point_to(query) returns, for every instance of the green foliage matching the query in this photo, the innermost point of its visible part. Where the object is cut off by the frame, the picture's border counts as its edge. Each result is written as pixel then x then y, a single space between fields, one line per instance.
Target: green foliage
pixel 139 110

◇ ◇ ◇

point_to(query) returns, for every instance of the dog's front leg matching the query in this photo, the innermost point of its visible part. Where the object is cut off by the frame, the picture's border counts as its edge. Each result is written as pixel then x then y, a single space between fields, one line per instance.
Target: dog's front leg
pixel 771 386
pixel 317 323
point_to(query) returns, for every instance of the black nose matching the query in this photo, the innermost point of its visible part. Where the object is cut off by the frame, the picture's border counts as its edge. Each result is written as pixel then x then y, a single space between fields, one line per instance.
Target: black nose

◇ ◇ ◇

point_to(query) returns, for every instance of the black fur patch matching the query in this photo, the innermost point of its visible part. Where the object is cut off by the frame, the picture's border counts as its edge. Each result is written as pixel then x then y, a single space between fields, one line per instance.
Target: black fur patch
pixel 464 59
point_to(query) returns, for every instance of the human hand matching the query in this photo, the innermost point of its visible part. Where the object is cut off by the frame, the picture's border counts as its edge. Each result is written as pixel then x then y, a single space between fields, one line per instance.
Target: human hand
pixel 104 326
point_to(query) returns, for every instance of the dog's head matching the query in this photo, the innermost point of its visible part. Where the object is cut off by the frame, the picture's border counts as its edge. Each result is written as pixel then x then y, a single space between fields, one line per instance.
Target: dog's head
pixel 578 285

◇ ◇ ◇

- Task objective:
Count the lines in the items above that contain the string "Target", treating uppercase and lowercase letters as distinct, and give only that number.

- Answer to the task:
6